>> begin PROVIDED PASSAGE

Vocational teachers and trainers have long been considered ‘dual professionals’ in that they need two sets of professional skills. First, they need to be experts in teaching and learning; that is, pedagogical approaches. Second, they also need to be experts in their sector specialism. But is there a third set of skills that vocational teachers need?
SHOULD VOCATIONAL TEACHERS ACTUALLY BE CALLED 'TRIPLE PROFESSIONALS'?
Teachers and trainers need continued professional development to keep both sets of professional expertise up-to-date and improving – and to maintain a balanced dual identity. For the first pedagogical aspect, this may involve learning new approaches to formative assessment, new ways of using technology to ensure inclusive approaches to teaching or reflecting on their practice through peer observation. For the second, this may involve learning to use latest technological advances in the workplace, or developing understanding of new pressures facing their industry due to, for example, globalisation.
In different contexts around the world, there is different emphasis placed on these dual aspects, through recruitment, professional development and career progression. In some countries, teachers are recruited from industry, with their workplace portfolios being crucial to successful job applications; in others, it is their teaching qualification certificate that is of primary concern. Meeting the challenge of the dual profession is shared wherever the British Council work.

>> end PROVIDED PASSAGE
>> begin SUPPLIED DATA

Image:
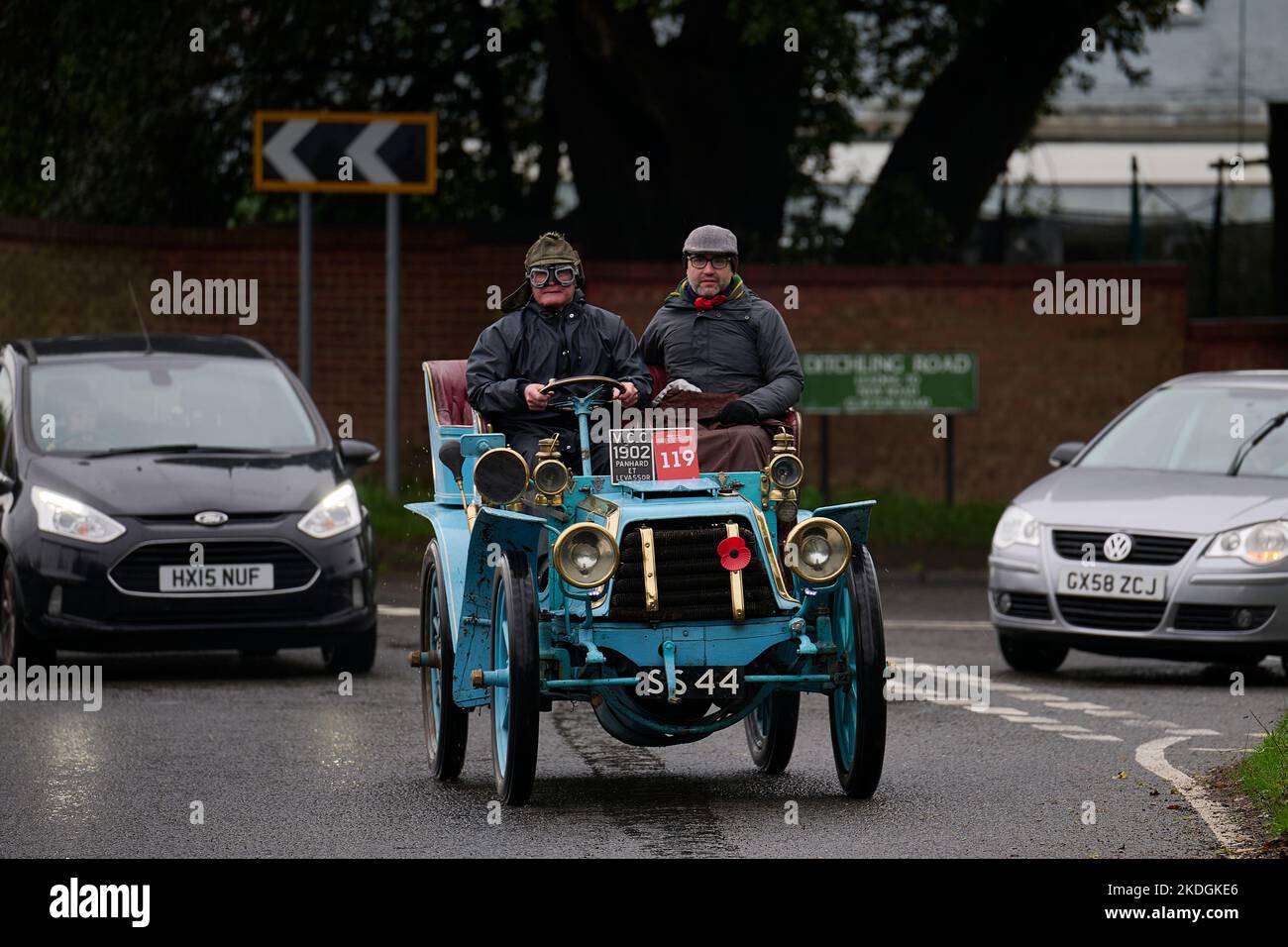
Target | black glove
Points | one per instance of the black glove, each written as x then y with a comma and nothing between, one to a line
737,412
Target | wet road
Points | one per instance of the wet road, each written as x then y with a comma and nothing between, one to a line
283,764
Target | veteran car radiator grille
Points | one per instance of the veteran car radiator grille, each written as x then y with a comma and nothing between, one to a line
691,581
1145,551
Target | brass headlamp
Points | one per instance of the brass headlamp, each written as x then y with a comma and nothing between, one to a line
550,475
782,475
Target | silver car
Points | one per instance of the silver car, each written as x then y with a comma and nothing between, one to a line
1164,536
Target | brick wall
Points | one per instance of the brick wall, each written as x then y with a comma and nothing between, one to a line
1043,379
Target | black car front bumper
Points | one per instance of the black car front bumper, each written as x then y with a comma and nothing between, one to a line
107,598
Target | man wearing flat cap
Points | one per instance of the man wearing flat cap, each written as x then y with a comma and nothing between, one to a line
722,339
550,331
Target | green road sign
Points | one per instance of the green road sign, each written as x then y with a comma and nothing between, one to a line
881,382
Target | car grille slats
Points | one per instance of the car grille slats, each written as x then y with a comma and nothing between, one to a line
1115,615
691,581
141,569
1145,549
1199,617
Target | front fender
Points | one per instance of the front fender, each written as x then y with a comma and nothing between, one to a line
454,536
494,532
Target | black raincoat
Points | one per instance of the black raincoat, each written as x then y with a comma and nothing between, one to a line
741,347
533,346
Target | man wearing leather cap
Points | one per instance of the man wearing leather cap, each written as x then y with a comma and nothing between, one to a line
720,338
550,331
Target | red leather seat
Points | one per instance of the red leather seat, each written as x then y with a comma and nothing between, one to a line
794,418
451,406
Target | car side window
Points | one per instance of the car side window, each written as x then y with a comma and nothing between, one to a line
7,459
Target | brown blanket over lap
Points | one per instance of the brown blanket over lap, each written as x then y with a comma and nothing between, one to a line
738,447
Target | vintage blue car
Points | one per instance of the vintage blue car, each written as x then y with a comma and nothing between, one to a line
675,608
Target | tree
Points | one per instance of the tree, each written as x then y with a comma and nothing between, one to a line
1010,58
735,108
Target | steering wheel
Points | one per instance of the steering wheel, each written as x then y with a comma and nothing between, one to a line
591,398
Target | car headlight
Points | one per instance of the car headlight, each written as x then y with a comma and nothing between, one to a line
818,549
585,556
1260,544
1017,526
339,510
71,518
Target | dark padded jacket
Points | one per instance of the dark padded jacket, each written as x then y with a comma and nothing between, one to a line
533,344
741,346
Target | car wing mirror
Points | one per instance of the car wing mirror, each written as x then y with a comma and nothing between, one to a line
359,453
1065,453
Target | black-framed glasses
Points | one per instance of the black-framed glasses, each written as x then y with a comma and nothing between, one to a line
565,274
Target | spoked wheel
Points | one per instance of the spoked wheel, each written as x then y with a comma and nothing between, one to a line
16,641
772,731
858,707
446,724
515,709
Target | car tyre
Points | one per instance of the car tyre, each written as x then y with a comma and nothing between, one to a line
16,638
858,707
355,655
1025,654
515,709
772,731
446,724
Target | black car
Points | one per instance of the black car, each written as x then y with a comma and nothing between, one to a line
175,492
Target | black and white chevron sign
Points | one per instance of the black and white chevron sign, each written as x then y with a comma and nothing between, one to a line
346,151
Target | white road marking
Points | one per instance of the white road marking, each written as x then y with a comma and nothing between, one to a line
1151,757
1103,737
1039,697
1028,718
397,611
1224,749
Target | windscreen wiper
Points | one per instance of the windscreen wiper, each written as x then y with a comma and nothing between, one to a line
178,449
1257,437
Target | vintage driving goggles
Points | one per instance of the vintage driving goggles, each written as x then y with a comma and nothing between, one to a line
565,274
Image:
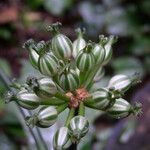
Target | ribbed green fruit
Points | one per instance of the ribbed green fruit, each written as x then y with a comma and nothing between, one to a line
99,75
33,54
24,98
121,82
43,87
78,127
79,43
45,117
61,44
99,53
108,49
101,99
122,109
48,64
85,59
69,80
61,139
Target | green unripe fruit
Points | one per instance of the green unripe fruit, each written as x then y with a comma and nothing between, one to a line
122,82
79,43
78,128
108,48
85,59
69,80
33,54
43,87
45,117
99,75
122,109
48,64
61,44
101,99
99,53
25,99
61,139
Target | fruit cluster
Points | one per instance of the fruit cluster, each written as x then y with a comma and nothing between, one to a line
69,71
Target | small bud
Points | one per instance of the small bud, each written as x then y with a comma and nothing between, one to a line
9,96
43,87
61,139
122,82
99,75
122,109
28,43
85,59
99,53
27,100
45,117
48,64
68,80
33,53
61,44
108,48
101,99
79,43
78,128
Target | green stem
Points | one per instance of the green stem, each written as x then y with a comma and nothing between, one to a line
81,111
82,77
62,97
61,108
52,101
70,116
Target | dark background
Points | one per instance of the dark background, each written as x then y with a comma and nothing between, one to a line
128,19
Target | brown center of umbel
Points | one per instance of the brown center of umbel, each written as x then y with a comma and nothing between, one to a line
80,95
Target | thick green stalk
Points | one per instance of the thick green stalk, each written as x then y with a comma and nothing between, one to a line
61,108
52,101
70,116
81,109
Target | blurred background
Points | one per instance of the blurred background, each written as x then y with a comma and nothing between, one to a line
128,19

>> end SUPPLIED DATA

DIRECTIVES
[A] Revise the stretch of the vocational teachers passage from "Vocational teachers and" through "vocational teachers need?", with "sector specialism" changed to "industry specialism".
[B] Resume the vocational teachers piece from the point where it stops.

ANSWERS TO THE TASKS
[A]
Vocational teachers and trainers have long been considered ‘dual professionals’ in that they need two sets of professional skills. First, they need to be experts in teaching and learning; that is, pedagogical approaches. Second, they also need to be experts in their industry specialism. But is there a third set of skills that vocational teachers need?

[B]
There are various challenges teachers and trainers face in prioritising continued professional development when faced with the numerous pressures of college life. This table, taken from a 2013 study by Janet Hamilton Broad, shows the ways in which teachers in England kept their sector specialist knowledge up to date:
The report ‘It's about work’ by The Commission on Adult Vocational Teaching and Learning in 2013 found that access to industry standard facilities and resources was one of the key ways to maintain a clear ‘line of sight to work’ in the development and delivery of vocational courses. This suggests that teachers would benefit more from the types of activities that they are least able to carry out – such as shadowing professions and industry placements.
Recently in the UK, there has been talk of ‘triple professionalism’: a third set of professional expertise that teachers and trainers require, to ensure that the skills they give to their learners are in line with the needs of the local, national and global workplace. Ann Hodgson, from the Institute of Education, has described this set of expertise and qualities, including:
- Having an ethical concern for all young people and adults in the locality
- Understanding the role of the college within the community and the local area
- The capacity to research the community and local and regional needs in order to identify needs and bring about positive change
- The ability to undertake multi-agency working and to collaborate with other professionals
- Understanding of policy and how it translates in practice in the TVET system
- Highly developed communication and people skills.
This edition of Vocational Education Exchange includes a range of case studies showing different types of professional development activities that can support teachers to develop all aspects of triple professionalism.
Share your experiences: Do you consider yourself a dual or triple professional? What are the key challenges you face in maintaining your expertise? What have you found to be the most effective types of continued professional development? Let us know by emailing VEE@britishcouncil.org.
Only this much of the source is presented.